[Passage]
Monsters incapacitated

Multicore processors provide unprecedented compute density, but have wound up being the parts used to scare designers about the future. Are these things really beasts to program or sheep in wolves' clothing? E&T finds out.

Coregeddon, Corezilla, Coreblimey - the arrival of multicore processing in computing and embedded systems has often recalled the marketing for a B-movie. Indeed, what makes the analogy quite apt is that we may be promised the terrors of the Earth, but reality turns out to be an inoffensive stuntman in a cheaply assembled rubber suit.

There are, nevertheless, significant issues here, not made any simpler by the facts that (a) we are using a 'hardware' term to describe what is primarily a 'software' problem and (b) the concept still covers a whole range of possible use-cases.

Consider the two most frequent use-cases. First, there are those instances where a company wants to consolidate four separate processes that may have each occupied their own printed circuit boards within a system. It wants to bring all these functions onto one piece of silicon for reasons such as power efficiency, size and cost.

"Here, we already have the hypervisor technology that can perform the partitioning and isolation of the software so that the tasks run independently," says Kent Fisher, chief systems engineer at Freescale Semiconductor. Indeed, many of the other necessary components to realise this kind of project are already in place, as we will see below.

The second use case is the more challenging. Here, the goals are performance rather than technology driven. The software community would have loved to ultimately get single core 10GHz processors, but it has now become clear that physics is going to force it to live rather with 10x1GHz processors.

"This is where you are getting more of the fear and uncertainty," says Fisher, "and that's particularly true where you have OEMs with a lot of legacy code."

In this second case, you can leverage symmetric multi-processing (SMP) technologies that are already in place for operating systems such as Linux. In return, you will get incremental improvements in performance and this is happening today.

But, the legacy code issue is a nightmare. It will, almost certainly, have been written for a single-threaded, single-core environment. A multicore environment needs software that is multi-threaded, that is parallielised, that is - and here you should immediately see pound and dollar signs - rewritten and reoptimised for the new processor architecture.

US company Tensilica has been a long-time player in the configurable processor space, although one of its problems had arguably been that despite some novel technology, its customers would prefer that it did the configuring for them, and for free. The shift to multicore though may see Tensilica's offerings come of age.

According to chief scientist Grant Martin, the company is looking at opportunities in the 'data plane', which manages the data flow in an embedded system, as opposed to the 'control plane', which manages its communications. In a more specific sense, one is looking at the kind of heterogeneous subsystem that might be found within a smartphone embracing video, camera, MP3, GPS functions in addition to the RF.

"There are a couple of initial things here," says Martin. "You have loosely coupled cores where what matters is the interface between them. Well, when you have configurability, you can better control that. But also you're not getting trapped into trying to do everything at a homogeneous general purpose processing level.

[Dataset content]
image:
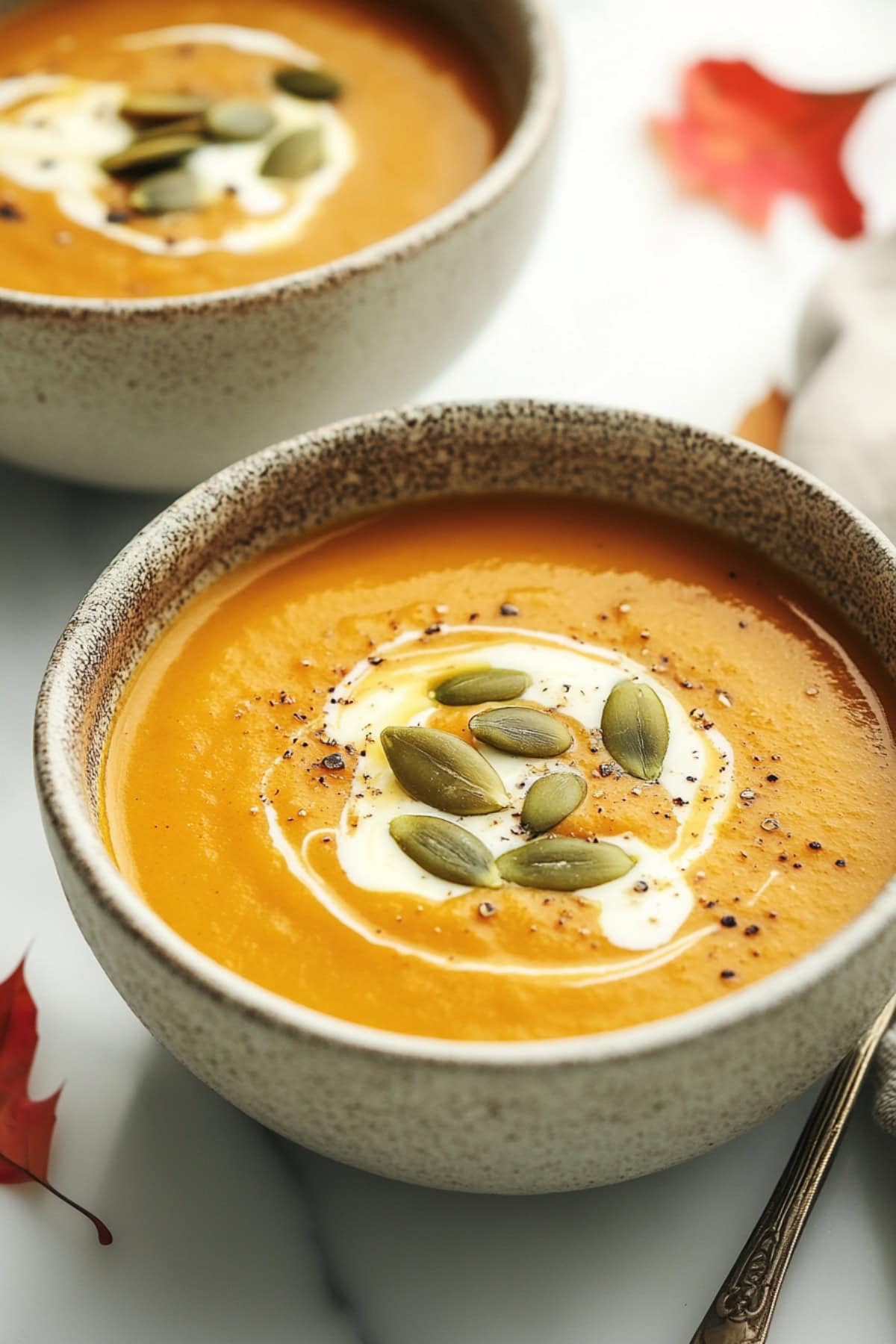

[Exercises]
**A.** For each statement about the multicore article, answer yes or no and quote the exact words from the article that settle it: (i) Kent Fisher is chief systems engineer at Freescale Semiconductor; (ii) the article calls the first use case the more challenging one; (iii) Tensilica is a UK company.
**B.** In the multicore article, copy everything from "In this second" down to "new processor architecture.".
The material shown above comes from a separate source.

[Results for each task]
**A.**
(i) Yes: "says Kent Fisher, chief systems engineer at Freescale Semiconductor"
(ii) No: "The second use case is the more challenging."
(iii) No: "US company Tensilica"

**B.**
In this second case, you can leverage symmetric multi-processing (SMP) technologies that are already in place for operating systems such as Linux. In return, you will get incremental improvements in performance and this is happening today.

But, the legacy code issue is a nightmare. It will, almost certainly, have been written for a single-threaded, single-core environment. A multicore environment needs software that is multi-threaded, that is parallielised, that is - and here you should immediately see pound and dollar signs - rewritten and reoptimised for the new processor architecture.